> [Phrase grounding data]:
- - - - -
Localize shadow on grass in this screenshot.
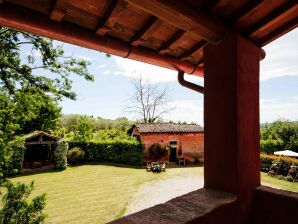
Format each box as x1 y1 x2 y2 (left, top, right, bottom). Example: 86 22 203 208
14 162 203 178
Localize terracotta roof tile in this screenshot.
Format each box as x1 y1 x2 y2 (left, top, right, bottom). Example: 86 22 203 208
134 123 204 133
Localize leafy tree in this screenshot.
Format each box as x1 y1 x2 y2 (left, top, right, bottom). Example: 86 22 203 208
260 119 298 153
0 27 94 223
0 181 46 224
73 116 94 142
- - - - -
> [Task to carry out]:
Copy the lines above exactly. Do not include pictures.

> [Expected output]:
Localize shadow on grass in this screenshot.
Format each box as x1 y1 x2 y2 (left, top, right, bottom). Example: 86 22 203 208
14 162 203 178
Localize terracotta roof tile in this screenshot.
Format each box as x1 y1 x2 y2 (left, top, right, bottom). Example: 86 22 203 208
134 123 204 133
Localize leafy tree in this screenshot.
Format each box as x1 y1 x2 y2 (left, top, right, bottom). Example: 86 22 203 208
260 119 298 153
0 27 94 223
0 181 46 224
73 116 94 142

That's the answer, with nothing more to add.